*** TEXT ***

SnRK1 Signaling Is Required for Salt-Induced bZIP1 Transcription

Due to its proposed function in metabolic reprogramming, we focused on potential upstream signaling compounds to deduce which metabolic inputs are mediated via bZIP1 activity. SnRK1.1 and SnRK1.2 kinases are known to mediate responses upon energy deprivation (Baena-González et al., 2007). Due to redundancy, single snrk1.1 knockout lines show only limited phenotypical and molecular alterations, whereas double knockout mutants are lethal (Baena-González et al., 2007). We therefore established a β-estradiol-inducible snrk1.2 artificial microRNA approach in an snrk1.1 background, designated snrk1. Immunoblot analyses confirmed the loss-of-function approach (Supplemental Figure 7). In comparison to salt-treated wild-type roots, bZIP1 transcription was strongly reduced in snrk1 (Figure 6A). These data indicate that SnRK1 signaling is required for salt-induced bZIP1 transcription.

Ca²⁺ Signaling Induces bZIP1 Transcription

Ca²⁺ signaling is important in regulating various stress responses. Indeed, salt-induced bZIP1 transcription was strongly impaired by the Ca²⁺ blocker LaCl₃ (Figure 6B). In contrast to LaCl₃, the calmodulin antagonist N-(6-aminohexyl)-5-chloro-1-naphthelenesulfonamid-hydrochloride (W7) has been shown to generate cytosolic Ca²⁺ transients in Arabidopsis (Kaplan et al., 2006). Indeed, W7 treatment partially substituted for the salt stress to induce bZIP1. Altogether, stress and metabolic signaling events are integrated into bZIP1 transcription, which is further relayed into salt-specific gene regulation.

DISCUSSION

In order to cope with salt stress, plants produce protective compounds, adjust their ion homeostasis, and remodel primary metabolism to serve the energy demand under stress (Deinlein et al., 2014; Müller et al., 2014). Focusing on Arabidopsis roots, which are the primary targets of salt stress, this study revealed a rapid and substantial reprogramming of the transcriptome leading to metabolic adaptation. Here, we demonstrate that the group S1 bZIP TFs bZIP1 and bZIP53 play an important role in the root-specific response to salt. As summarized in the model in Figure 7, this study provides a mechanistic view of how bZIP1 signaling is regulated by stress and metabolic cues, reprograms C- and N-metabolism to promote the plant's survival under stress conditions, and is integrated in abiotic stress signaling networks.

bZIP1 Transcription Integrates Cues from Stress- and Energy-Dependent Signaling Pathways

Salt or mannitol treatment led to an activation of the bZIP1 promoter specifically in Arabidopsis roots. As transcriptional responses to mannitol and several ionic sources of equal osmolarity differ considerably, it is tempting to speculate that both ionic and osmotic cues are sensed and transmitted into bZIP1 transcription. In comparison to classical salt response marker genes, bZIP1 is induced relatively slowly, showing the strongest induction later than 6 h after salt treatment. In contrast, the other members of the C/S1 network of bZIPs are not regulated by salt in roots, indicating a specific function of bZIP1. Nevertheless, the closest homolog bZIP53 is also transcriptionally induced, but only to a minor extent. Mutant analysis demonstrates that germination of bzip53 and bzip1 bzip53 is increasingly impaired by salt treatment. Although in our assay system, bzip1 mutants displayed comparable germination rates to those of the wild-type plants, Sun et al. (2012) demonstrated in several phenotypical assays that two independent bzip1 T-DNA insertion mutants are less tolerant to salt and drought treatments. Taken together, these data support the view that both TFs share partially redundant functions in salt-treated roots, as has been previously described in the dark-induced starvation response (Dietrich et al., 2011).

*** End of TEXT ***
*** EXTRACTED MATERIAL ***

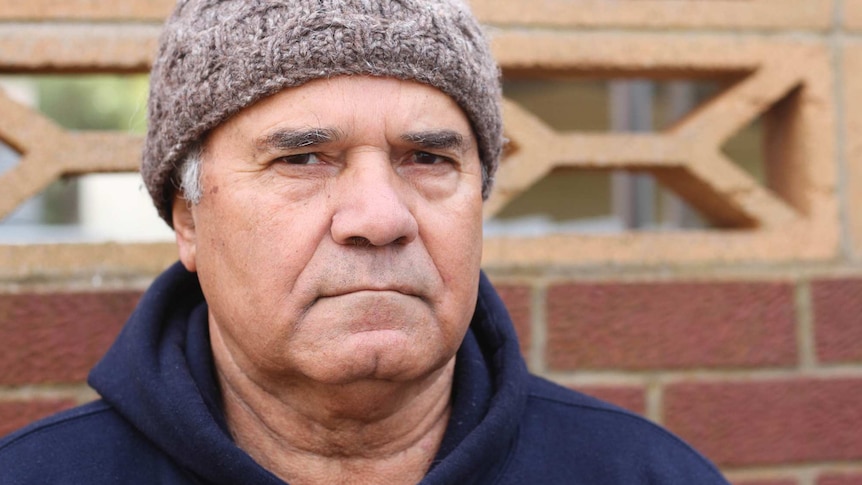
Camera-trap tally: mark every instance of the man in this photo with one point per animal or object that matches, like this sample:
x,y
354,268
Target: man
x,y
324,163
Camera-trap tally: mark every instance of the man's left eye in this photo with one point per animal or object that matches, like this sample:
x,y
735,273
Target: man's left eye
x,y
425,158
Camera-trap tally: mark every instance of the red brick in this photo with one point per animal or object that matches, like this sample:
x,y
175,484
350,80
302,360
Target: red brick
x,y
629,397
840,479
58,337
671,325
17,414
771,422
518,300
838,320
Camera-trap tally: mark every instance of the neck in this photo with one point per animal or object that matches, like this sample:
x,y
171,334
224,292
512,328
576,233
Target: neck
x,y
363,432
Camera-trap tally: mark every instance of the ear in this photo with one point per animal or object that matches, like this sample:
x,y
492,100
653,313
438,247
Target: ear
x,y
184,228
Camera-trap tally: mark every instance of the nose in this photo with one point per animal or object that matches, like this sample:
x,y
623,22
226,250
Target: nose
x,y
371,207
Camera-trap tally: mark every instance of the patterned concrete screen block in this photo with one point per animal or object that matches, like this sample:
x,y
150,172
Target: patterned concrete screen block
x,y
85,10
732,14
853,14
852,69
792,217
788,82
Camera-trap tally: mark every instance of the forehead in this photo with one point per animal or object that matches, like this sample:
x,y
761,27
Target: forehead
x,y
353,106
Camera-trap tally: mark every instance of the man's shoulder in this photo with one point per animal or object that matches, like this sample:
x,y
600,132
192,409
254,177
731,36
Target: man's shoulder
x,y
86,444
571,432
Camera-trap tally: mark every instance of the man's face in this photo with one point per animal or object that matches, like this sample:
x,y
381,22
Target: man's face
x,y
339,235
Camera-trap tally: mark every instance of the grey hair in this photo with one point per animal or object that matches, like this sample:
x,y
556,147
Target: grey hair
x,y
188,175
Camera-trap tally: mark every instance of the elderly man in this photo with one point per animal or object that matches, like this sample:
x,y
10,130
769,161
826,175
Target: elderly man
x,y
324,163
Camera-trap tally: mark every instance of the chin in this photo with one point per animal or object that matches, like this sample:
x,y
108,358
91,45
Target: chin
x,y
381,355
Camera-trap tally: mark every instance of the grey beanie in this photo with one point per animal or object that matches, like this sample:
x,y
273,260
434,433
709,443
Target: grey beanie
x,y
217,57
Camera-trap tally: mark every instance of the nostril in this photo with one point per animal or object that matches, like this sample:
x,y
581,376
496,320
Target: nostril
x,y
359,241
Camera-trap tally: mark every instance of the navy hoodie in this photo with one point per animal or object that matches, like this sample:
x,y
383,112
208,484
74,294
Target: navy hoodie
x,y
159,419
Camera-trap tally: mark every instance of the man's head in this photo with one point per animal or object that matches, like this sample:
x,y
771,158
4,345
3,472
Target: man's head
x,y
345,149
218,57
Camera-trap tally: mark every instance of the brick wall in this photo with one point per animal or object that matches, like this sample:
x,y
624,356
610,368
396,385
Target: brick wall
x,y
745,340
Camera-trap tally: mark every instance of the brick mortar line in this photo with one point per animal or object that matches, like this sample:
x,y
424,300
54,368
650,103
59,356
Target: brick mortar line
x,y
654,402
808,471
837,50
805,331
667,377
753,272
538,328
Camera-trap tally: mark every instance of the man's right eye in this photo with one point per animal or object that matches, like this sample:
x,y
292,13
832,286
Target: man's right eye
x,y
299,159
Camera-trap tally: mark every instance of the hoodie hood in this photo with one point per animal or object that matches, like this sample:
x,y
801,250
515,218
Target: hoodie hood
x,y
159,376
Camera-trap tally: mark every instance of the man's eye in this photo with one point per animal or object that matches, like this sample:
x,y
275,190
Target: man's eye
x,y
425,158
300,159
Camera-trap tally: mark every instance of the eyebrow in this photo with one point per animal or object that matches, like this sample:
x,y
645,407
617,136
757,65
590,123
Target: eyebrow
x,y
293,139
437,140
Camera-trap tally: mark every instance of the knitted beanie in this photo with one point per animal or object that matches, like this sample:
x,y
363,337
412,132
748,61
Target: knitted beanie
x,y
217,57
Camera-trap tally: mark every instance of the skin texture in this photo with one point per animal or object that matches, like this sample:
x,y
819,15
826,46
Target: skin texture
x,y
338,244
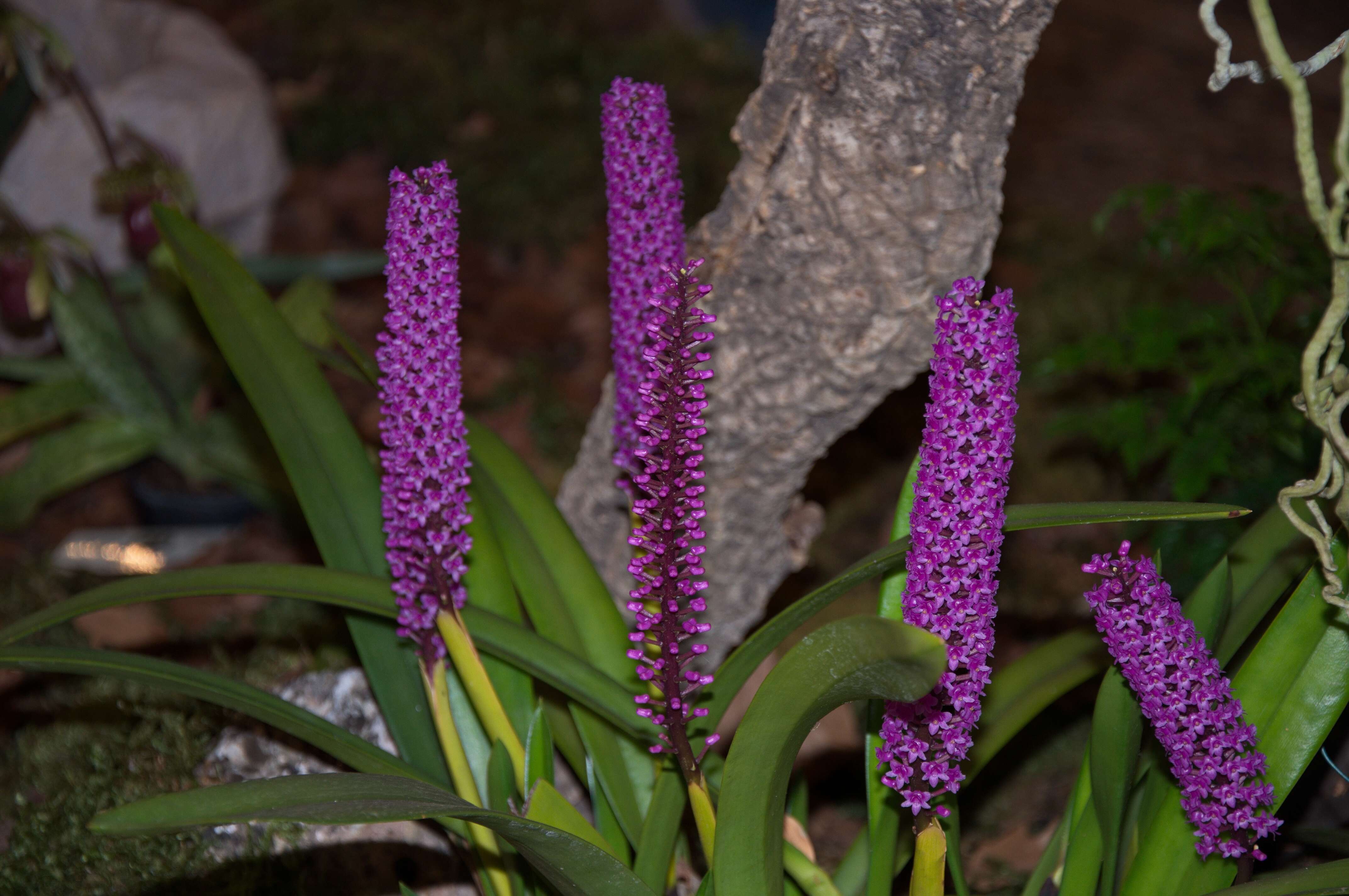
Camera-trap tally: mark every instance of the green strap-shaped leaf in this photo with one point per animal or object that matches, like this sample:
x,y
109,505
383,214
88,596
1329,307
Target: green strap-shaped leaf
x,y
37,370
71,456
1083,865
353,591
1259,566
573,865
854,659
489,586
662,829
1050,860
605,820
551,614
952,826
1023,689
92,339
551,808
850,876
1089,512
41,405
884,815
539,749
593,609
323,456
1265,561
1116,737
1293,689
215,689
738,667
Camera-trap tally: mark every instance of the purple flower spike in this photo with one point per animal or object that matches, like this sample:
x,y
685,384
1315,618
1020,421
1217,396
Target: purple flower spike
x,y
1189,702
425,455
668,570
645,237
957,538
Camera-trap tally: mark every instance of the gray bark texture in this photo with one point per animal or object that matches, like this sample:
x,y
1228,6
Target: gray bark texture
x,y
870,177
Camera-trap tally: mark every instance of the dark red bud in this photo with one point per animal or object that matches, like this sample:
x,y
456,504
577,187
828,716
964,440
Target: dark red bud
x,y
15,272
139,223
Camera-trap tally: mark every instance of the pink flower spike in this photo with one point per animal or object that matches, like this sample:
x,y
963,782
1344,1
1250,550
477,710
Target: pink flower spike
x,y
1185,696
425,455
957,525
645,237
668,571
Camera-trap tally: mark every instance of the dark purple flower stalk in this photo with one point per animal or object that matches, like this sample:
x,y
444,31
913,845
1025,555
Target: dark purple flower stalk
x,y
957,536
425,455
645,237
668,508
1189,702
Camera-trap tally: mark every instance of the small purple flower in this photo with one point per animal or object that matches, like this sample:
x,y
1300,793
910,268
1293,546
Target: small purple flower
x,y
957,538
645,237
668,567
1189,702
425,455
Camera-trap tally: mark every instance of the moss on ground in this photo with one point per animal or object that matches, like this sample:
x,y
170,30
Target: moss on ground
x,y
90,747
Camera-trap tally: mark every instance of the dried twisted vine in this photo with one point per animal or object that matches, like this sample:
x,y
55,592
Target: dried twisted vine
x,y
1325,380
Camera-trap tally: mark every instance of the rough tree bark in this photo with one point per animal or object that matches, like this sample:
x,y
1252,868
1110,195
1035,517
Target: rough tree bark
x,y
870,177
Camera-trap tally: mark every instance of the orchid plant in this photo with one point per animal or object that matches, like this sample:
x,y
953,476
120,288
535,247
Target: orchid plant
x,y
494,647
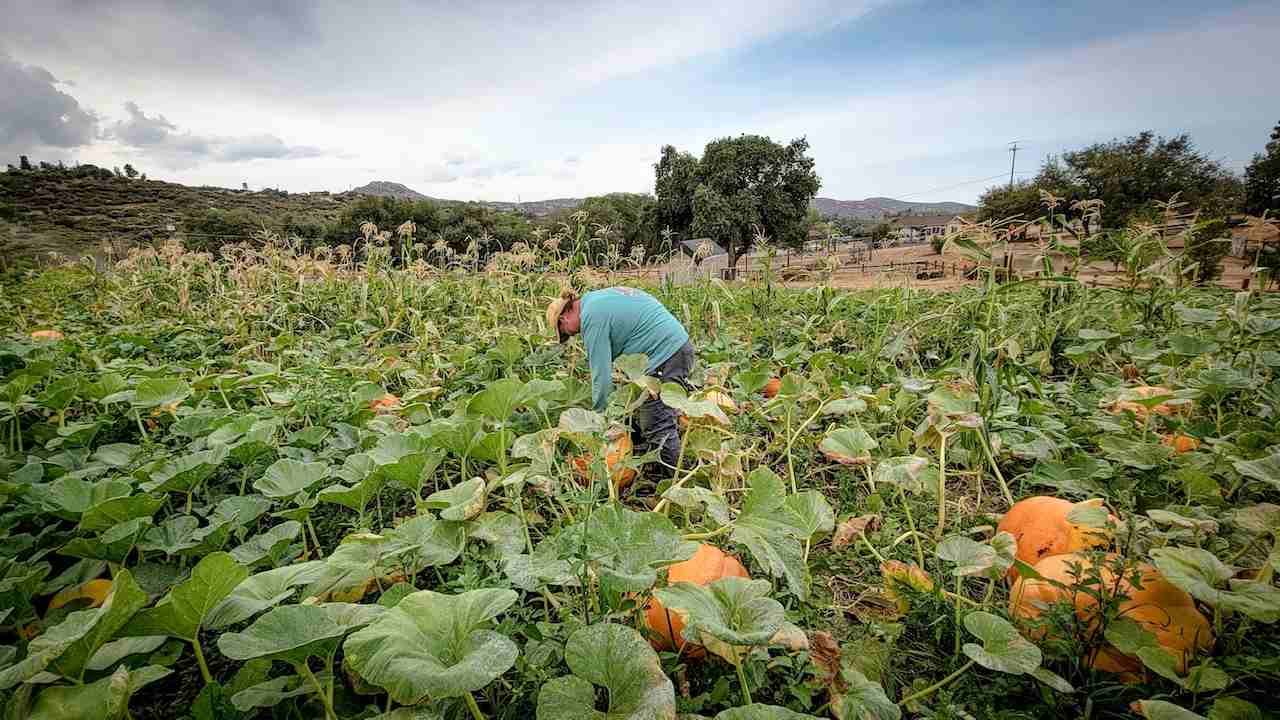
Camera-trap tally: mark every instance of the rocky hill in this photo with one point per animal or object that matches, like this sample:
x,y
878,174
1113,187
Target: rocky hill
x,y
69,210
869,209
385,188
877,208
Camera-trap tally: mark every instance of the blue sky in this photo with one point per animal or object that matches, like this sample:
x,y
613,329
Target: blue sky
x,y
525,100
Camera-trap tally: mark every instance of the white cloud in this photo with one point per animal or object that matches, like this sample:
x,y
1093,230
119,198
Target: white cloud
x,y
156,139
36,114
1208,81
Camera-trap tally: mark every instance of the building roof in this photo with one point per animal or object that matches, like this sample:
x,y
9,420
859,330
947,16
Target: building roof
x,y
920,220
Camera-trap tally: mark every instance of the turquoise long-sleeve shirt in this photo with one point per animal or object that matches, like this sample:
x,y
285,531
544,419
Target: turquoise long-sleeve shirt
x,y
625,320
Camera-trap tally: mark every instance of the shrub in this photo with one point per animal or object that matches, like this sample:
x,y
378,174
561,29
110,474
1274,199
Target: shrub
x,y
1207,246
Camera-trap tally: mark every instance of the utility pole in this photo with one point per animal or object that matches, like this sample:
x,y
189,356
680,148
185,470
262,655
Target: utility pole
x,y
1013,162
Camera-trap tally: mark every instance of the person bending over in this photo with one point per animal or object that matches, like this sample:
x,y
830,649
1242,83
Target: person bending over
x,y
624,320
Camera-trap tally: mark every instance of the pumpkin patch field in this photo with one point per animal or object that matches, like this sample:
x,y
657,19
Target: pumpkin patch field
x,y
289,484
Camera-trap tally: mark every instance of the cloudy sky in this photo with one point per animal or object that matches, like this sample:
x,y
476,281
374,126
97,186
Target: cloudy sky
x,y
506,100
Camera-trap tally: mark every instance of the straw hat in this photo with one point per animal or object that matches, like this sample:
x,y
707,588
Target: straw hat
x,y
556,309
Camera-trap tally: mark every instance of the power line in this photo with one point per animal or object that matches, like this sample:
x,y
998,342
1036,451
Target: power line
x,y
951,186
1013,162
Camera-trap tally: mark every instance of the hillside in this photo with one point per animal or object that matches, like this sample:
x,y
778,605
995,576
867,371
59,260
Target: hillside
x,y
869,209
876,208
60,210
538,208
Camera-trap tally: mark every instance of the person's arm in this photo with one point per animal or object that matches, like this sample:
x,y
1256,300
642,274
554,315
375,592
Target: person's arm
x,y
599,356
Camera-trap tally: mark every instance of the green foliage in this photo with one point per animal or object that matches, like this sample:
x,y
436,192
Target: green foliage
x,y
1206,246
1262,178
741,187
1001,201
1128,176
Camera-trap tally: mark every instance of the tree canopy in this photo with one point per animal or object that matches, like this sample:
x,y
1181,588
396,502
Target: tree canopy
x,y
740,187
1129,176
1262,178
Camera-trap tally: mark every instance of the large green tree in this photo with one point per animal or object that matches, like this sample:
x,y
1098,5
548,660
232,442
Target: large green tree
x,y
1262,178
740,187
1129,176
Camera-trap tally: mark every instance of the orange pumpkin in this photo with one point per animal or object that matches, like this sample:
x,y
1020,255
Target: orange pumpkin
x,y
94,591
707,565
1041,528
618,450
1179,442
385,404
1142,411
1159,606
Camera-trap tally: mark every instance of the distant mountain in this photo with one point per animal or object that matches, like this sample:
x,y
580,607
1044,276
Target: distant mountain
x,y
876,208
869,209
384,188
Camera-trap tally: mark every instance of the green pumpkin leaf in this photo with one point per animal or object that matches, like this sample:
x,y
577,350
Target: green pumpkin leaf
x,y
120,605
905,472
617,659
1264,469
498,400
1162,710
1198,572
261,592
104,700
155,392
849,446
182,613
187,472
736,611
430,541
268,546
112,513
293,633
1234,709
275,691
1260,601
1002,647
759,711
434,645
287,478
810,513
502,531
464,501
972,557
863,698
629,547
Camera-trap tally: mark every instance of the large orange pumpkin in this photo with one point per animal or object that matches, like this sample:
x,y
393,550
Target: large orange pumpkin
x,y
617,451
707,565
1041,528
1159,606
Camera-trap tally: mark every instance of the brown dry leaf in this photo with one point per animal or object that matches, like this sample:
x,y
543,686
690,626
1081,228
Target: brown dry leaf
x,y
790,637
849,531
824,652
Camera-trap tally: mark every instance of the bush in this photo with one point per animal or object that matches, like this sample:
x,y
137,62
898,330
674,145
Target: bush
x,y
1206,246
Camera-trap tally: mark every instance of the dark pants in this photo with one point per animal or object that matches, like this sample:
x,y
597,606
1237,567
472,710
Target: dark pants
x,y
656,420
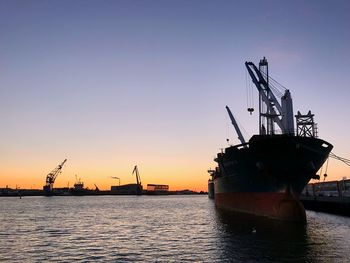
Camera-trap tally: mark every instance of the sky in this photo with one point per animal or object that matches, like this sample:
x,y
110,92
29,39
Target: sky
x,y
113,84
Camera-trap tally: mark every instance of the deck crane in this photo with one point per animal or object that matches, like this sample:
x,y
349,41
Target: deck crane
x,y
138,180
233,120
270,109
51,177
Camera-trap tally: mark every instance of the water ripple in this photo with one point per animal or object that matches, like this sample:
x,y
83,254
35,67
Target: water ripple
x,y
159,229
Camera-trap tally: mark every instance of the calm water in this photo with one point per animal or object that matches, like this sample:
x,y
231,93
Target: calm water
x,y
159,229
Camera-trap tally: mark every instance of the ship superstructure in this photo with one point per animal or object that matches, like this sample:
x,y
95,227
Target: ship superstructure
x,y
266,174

*** End of EXTRACTED MATERIAL ***

### EXERCISE DESCRIPTION
In the text on bZIP1 transcription in salt-stressed roots, which Ca²⁺ blocker strongly impaired salt-induced bZIP1 transcription?

### SOLUTION TO THE PROBLEM
LaCl₃